"""

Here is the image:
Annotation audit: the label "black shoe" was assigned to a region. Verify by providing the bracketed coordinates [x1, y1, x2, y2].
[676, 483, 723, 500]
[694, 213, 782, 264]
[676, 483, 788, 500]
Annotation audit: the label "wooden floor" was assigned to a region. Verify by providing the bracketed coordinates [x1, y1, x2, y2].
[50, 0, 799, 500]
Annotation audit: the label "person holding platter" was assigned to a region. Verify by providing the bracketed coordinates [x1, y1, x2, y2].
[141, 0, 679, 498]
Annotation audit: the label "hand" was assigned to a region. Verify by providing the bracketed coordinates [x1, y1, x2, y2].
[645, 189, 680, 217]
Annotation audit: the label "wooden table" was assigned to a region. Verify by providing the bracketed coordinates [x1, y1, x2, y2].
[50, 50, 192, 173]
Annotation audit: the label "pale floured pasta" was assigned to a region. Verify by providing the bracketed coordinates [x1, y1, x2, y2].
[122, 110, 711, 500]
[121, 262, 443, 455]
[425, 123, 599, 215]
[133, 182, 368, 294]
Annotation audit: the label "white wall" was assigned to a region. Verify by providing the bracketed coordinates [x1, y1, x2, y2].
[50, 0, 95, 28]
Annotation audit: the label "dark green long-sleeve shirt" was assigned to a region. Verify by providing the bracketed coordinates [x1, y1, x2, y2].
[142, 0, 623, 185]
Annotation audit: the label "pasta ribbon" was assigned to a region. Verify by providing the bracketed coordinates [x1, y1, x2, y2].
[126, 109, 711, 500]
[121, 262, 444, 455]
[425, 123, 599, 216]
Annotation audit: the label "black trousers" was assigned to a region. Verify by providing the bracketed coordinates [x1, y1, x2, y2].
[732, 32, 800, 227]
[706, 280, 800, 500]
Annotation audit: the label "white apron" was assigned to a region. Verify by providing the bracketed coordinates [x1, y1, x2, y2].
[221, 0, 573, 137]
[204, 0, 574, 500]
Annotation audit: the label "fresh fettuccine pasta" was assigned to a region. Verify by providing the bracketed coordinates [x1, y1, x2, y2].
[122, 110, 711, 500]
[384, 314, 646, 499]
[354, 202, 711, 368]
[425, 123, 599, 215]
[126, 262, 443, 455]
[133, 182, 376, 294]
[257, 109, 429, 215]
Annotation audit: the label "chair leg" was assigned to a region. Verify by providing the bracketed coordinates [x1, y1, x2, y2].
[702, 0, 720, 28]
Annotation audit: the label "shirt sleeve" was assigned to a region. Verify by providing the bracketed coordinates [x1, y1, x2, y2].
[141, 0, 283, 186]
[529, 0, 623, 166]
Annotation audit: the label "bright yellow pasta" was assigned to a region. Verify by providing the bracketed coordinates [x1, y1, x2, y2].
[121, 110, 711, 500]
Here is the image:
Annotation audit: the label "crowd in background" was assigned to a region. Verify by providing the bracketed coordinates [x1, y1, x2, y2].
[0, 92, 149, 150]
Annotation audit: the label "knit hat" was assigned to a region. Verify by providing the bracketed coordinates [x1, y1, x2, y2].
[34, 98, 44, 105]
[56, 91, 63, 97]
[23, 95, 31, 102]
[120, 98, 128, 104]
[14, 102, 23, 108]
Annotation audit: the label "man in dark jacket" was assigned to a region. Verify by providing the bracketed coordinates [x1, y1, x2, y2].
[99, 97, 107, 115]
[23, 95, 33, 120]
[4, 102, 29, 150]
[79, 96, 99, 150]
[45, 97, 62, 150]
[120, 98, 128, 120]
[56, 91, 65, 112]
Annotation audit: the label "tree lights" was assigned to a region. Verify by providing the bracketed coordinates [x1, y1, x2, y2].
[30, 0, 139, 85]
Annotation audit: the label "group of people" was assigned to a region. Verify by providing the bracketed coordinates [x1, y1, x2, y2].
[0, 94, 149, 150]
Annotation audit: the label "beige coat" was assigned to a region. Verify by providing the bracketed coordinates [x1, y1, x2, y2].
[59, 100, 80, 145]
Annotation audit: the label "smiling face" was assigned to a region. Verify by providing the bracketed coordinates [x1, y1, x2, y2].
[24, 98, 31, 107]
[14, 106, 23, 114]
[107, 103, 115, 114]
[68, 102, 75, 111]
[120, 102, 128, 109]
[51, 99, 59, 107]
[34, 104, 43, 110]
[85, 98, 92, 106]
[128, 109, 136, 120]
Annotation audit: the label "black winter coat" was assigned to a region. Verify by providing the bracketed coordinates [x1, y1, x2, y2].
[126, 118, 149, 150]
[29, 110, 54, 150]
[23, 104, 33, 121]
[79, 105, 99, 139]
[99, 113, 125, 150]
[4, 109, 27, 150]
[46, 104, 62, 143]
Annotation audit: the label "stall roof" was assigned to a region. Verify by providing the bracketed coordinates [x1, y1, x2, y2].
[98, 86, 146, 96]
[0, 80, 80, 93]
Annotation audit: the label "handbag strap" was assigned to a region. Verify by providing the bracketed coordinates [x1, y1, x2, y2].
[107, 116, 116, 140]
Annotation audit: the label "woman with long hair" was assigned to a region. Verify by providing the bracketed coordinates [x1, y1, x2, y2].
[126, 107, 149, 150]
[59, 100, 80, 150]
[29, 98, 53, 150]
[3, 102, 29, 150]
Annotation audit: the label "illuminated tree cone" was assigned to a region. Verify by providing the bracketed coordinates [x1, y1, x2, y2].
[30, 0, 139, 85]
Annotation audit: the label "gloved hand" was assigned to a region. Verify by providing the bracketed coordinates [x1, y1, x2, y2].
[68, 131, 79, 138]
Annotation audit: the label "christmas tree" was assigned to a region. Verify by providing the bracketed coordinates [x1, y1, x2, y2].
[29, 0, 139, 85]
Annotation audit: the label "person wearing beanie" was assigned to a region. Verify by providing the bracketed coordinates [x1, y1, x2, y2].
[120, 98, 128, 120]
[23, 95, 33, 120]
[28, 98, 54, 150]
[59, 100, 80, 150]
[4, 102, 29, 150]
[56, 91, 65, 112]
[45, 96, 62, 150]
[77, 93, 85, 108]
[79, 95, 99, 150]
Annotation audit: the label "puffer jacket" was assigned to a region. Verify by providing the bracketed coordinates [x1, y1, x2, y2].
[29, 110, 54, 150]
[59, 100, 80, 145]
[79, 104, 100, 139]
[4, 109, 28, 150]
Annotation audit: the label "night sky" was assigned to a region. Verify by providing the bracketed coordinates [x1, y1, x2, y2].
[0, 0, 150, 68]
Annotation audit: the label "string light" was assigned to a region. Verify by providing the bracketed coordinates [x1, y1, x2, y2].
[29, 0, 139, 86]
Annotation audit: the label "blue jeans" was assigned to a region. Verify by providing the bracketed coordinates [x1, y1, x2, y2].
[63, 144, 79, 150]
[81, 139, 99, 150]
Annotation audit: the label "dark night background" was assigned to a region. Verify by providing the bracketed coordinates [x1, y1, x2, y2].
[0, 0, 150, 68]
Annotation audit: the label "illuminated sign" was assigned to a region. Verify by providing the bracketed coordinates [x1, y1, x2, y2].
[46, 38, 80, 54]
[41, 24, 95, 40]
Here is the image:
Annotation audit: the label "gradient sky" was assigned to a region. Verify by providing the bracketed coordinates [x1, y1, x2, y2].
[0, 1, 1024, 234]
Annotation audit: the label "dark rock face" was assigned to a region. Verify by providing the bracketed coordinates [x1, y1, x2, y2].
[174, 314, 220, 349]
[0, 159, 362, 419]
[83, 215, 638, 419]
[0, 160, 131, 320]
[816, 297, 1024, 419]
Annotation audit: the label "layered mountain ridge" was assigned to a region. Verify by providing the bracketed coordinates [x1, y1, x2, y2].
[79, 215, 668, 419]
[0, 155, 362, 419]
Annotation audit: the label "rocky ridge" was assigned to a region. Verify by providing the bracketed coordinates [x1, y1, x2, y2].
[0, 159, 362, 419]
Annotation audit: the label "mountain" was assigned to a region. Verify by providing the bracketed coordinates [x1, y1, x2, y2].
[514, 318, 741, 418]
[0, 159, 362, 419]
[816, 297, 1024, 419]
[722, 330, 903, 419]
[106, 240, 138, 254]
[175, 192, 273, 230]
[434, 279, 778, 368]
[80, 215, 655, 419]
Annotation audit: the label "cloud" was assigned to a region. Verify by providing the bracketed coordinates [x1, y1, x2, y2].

"""

**SET PROBLEM:** Pick out every line of the rows above that contains the word "dark", matching case exactly.

**OUTPUT BELOW:**
Annotation audit: the label "dark green long-sleeve shirt" was assigned to a region. Verify by providing the bracketed coordinates [x1, y1, x2, y2].
Annotation audit: the label "man in dark jacket" was assigned to a region. Verify by providing the bracketed coordinates [x1, y1, x2, y2].
Annotation audit: the label "dark night background" was assigned to a region. Verify by providing the bracketed coordinates [x1, y1, x2, y2].
Annotation audit: the label "dark rock face" was assigned to a region. Verify by providing the bracketed coordinates [x1, y1, x2, y2].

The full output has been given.